_Extract_

******

Apr 04, 2016
A profession looking to gain more prestige through academia
Nursing has been very good to me. It has helped me grow as a person and given me insight and skills that helped me become a better husband and father. For the most part, my career has been fulfilling. However, I think the profession has been losing its way for some time.
Ours is a caring profession, and there is a long-held belief that we choose it for ourselves for that reason. We have compassion, we want to care for others, we believe in human touch. It’s not rhetoric. And because of that, I personally have never felt the need to take actions to legitimize the profession or apologize for its emphasis on caring. I wish I could say that is true for nursing as a whole.
Academically focused training is a big part of the problem, promoting the concept that more is…well, more. At one time, nursing schools admitted students based on their marks, commitment to volunteerism, past work experience, interviews, references and performance on an essay explaining the motivation for pursuing this career. Now, those selections are based on who has the highest GPA, a practice that eliminates a huge number of otherwise worthy candidates. Do high marks in high school make for a better nurse? Interestingly, many medical schools are reverting to assessing more subjective criteria in addition to looking at GPA.
I had a placement in a long-term care facility during my first semester in nursing school. I was then able to secure casual employment for the remainder of my time in school. Nowadays, many students are not introduced to the clinical setting until third year; the schools justify it by saying students are better prepared at that point. But early exposure to real patients, to opportunities to build relationships, develop skills and flex compassion are critical, aren’t they?
When I was a nursing manager, I would hire new graduates to work at the bedside who then demonstrated they were clearly not practice ready. Their clinical and people skills were not up to par, and this must have been partly a reflection of how they had been taught and who had taught them. From what I’m seeing, the number of instructors who have ever actually nursed is shrinking. And by “nursed,” I mean six 12-hour shifts in a row, working understaffed, not being able to get a bathroom break, having people die in your arms. (And doing it year in and year out — not just on a casual basis or for a few months between getting licensed and starting a master’s degree.)

******

Referring expression data
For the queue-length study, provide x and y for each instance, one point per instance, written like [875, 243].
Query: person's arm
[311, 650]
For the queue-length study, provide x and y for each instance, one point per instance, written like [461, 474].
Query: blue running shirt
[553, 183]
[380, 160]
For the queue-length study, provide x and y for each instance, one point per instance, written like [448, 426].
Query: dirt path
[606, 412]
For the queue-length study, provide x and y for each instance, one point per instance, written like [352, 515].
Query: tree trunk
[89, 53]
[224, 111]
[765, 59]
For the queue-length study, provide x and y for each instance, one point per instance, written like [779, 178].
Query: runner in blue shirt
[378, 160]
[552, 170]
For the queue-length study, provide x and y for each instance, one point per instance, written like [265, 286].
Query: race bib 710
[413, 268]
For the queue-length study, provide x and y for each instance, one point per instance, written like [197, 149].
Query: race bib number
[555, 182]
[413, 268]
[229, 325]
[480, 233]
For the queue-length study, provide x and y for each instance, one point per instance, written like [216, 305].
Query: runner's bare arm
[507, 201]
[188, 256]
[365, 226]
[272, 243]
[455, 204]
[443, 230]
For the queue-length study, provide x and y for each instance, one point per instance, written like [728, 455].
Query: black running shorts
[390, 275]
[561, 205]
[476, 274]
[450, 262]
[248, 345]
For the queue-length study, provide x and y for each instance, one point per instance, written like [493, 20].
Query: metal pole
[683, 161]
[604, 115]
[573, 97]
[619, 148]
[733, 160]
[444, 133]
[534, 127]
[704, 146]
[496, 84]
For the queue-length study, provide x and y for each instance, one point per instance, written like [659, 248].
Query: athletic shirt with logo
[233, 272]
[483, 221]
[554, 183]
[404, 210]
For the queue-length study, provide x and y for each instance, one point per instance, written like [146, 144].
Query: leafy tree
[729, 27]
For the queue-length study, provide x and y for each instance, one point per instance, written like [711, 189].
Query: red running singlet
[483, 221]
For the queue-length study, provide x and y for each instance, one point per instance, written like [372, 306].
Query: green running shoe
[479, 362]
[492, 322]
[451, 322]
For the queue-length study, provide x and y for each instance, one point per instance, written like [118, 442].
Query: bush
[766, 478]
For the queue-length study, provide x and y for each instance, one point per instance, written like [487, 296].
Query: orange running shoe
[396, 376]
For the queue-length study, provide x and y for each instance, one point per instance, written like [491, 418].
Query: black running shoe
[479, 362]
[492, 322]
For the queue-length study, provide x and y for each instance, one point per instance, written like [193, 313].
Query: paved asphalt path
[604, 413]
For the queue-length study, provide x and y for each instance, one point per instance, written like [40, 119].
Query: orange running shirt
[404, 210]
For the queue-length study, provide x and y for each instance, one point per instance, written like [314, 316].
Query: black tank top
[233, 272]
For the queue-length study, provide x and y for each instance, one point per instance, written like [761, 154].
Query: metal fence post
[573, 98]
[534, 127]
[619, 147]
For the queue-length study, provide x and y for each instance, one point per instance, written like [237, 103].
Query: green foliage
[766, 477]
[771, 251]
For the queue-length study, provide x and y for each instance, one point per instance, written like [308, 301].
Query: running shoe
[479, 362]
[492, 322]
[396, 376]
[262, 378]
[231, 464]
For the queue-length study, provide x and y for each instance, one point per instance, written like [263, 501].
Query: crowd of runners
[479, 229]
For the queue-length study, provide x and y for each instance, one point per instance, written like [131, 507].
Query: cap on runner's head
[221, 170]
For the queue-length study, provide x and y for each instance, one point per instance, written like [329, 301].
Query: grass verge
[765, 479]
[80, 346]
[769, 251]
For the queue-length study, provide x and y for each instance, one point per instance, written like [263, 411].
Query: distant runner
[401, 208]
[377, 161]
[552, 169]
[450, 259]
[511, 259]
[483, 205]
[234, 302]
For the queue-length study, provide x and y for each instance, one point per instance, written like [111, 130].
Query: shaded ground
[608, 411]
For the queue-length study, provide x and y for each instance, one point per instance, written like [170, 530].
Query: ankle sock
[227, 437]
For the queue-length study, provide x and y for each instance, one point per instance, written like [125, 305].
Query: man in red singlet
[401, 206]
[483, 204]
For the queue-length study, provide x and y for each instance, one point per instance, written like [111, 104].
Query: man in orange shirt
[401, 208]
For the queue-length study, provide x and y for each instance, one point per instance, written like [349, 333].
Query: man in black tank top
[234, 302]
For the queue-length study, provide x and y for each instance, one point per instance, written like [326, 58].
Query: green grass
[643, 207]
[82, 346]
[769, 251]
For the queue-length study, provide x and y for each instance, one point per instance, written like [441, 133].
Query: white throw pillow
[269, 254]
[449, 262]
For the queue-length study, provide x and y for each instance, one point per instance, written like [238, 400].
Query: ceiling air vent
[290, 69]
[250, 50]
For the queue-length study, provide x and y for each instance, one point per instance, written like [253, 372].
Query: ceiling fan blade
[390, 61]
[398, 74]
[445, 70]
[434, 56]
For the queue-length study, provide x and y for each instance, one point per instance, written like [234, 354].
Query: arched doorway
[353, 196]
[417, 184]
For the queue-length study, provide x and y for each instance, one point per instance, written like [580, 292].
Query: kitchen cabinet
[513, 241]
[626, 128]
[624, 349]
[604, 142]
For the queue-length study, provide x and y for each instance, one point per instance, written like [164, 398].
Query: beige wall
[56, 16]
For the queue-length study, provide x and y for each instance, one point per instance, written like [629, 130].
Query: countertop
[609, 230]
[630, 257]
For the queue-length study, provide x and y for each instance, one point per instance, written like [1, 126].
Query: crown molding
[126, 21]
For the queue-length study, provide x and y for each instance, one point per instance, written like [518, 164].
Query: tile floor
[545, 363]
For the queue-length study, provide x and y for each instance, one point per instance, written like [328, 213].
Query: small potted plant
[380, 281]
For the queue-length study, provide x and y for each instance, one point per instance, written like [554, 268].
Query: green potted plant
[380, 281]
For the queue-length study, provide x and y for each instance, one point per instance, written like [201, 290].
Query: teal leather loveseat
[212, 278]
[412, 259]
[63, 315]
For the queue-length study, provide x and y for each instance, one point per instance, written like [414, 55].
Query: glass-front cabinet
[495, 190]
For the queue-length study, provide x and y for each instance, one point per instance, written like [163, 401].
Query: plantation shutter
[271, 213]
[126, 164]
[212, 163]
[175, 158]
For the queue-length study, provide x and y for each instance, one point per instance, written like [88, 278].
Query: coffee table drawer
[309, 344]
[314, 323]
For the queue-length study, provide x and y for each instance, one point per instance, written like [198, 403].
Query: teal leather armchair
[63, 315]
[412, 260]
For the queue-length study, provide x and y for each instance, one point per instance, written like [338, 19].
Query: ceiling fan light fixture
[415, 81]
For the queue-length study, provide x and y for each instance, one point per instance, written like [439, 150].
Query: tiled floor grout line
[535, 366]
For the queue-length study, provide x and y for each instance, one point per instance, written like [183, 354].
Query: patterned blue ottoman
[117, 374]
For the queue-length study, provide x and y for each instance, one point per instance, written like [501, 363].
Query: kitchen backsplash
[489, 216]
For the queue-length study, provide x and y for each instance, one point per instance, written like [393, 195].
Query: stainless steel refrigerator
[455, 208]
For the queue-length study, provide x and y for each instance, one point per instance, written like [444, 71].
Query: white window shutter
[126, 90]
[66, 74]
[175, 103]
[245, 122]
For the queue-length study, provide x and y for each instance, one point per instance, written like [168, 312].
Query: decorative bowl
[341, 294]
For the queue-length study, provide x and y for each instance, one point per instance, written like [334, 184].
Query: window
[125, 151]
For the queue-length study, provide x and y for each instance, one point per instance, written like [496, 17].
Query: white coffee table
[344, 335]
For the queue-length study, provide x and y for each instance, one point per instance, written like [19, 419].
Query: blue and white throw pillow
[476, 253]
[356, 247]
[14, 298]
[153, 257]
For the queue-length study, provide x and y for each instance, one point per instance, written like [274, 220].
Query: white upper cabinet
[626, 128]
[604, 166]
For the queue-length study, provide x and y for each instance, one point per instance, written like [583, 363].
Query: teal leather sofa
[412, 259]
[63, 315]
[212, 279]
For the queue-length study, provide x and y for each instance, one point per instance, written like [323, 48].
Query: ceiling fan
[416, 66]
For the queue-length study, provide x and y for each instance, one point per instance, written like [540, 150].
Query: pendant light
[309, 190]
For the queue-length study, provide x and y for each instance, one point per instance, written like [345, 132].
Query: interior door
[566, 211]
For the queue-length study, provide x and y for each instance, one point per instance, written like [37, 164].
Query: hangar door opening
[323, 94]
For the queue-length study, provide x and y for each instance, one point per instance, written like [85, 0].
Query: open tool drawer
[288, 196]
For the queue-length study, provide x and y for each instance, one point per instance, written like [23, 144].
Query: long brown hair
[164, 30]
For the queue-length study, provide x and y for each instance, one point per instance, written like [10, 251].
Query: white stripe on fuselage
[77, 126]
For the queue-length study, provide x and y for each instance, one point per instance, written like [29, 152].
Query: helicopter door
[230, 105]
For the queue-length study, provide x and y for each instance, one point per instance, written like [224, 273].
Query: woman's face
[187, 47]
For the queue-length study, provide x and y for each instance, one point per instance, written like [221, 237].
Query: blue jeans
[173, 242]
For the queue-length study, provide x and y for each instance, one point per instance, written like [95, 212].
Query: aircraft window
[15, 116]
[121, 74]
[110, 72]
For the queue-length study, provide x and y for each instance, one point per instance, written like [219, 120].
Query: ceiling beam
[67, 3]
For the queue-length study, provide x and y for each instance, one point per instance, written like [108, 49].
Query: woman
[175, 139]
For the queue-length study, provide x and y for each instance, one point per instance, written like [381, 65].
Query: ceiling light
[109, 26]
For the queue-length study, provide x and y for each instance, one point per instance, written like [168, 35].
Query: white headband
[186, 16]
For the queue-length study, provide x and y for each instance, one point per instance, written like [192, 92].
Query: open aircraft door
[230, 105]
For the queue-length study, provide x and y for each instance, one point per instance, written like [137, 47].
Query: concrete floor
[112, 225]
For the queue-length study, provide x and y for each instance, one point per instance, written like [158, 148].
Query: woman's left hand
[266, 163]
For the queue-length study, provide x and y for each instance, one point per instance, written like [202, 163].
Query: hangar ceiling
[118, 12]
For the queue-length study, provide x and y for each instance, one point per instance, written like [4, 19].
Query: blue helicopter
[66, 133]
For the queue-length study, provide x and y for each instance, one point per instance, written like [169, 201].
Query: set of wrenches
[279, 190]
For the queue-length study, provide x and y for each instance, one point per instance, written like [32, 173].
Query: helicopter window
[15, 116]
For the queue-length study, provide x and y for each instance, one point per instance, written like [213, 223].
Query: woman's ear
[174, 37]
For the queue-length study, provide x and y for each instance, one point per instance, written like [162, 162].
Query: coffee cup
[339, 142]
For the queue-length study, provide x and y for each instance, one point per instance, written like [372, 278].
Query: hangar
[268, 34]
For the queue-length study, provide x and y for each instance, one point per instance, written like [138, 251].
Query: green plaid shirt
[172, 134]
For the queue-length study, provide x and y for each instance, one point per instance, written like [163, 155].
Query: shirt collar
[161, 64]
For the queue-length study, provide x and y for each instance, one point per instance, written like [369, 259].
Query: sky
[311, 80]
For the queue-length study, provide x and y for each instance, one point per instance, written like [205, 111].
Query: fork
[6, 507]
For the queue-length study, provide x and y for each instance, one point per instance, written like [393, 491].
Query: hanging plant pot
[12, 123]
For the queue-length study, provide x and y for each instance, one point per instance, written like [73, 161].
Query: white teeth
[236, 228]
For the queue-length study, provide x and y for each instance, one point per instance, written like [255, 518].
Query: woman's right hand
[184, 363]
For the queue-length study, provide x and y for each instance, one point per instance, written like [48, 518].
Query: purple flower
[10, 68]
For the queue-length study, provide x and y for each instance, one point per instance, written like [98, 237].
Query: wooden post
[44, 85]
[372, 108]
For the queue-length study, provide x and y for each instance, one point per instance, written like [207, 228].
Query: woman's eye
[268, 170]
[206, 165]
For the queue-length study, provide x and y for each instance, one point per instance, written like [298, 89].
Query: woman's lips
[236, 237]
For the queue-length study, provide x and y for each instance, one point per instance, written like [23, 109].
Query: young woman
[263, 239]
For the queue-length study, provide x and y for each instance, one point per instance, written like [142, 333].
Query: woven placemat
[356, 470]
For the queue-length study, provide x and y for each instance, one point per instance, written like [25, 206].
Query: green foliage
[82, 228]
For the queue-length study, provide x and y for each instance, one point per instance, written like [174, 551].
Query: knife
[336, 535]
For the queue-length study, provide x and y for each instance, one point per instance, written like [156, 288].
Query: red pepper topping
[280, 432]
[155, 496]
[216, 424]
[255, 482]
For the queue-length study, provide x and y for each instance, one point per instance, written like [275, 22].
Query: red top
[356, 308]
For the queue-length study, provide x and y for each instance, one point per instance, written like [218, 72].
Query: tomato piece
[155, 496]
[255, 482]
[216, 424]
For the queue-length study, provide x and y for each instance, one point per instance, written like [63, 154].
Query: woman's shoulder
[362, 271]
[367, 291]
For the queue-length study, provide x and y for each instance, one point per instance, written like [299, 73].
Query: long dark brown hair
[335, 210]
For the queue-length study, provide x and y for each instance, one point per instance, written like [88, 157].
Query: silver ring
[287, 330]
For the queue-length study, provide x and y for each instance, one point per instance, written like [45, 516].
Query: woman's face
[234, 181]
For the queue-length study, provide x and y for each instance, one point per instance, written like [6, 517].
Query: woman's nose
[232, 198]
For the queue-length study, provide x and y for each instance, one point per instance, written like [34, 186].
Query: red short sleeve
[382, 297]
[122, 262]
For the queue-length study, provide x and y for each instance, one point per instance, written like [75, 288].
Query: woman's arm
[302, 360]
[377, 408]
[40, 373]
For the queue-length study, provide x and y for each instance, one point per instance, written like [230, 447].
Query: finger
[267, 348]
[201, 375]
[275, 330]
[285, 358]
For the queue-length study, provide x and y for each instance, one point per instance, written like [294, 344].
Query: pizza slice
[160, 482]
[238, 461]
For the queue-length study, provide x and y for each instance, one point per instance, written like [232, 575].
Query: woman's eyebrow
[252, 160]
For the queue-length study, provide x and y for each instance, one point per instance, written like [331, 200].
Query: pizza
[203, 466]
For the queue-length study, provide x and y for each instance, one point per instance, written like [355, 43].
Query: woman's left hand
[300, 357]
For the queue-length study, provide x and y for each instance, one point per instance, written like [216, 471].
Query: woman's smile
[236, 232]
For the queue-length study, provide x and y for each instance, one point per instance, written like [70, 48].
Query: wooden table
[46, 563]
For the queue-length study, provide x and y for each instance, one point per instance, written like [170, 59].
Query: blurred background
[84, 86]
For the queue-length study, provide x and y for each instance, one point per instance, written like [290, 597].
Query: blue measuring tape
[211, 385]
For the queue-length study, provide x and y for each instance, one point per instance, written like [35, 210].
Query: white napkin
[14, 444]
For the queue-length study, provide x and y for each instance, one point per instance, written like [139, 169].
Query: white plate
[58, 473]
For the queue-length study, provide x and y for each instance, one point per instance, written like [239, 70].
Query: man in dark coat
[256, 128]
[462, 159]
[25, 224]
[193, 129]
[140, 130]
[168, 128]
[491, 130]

******

_Task requirements_
Name every criterion that the nursing article says nursing schools once used to admit students. The records were taken from a different source than the nursing article.

_Your solution_
- Marks
- Commitment to volunteerism
- Past work experience
- Interviews
- References
- Performance on an essay explaining the motivation for pursuing this career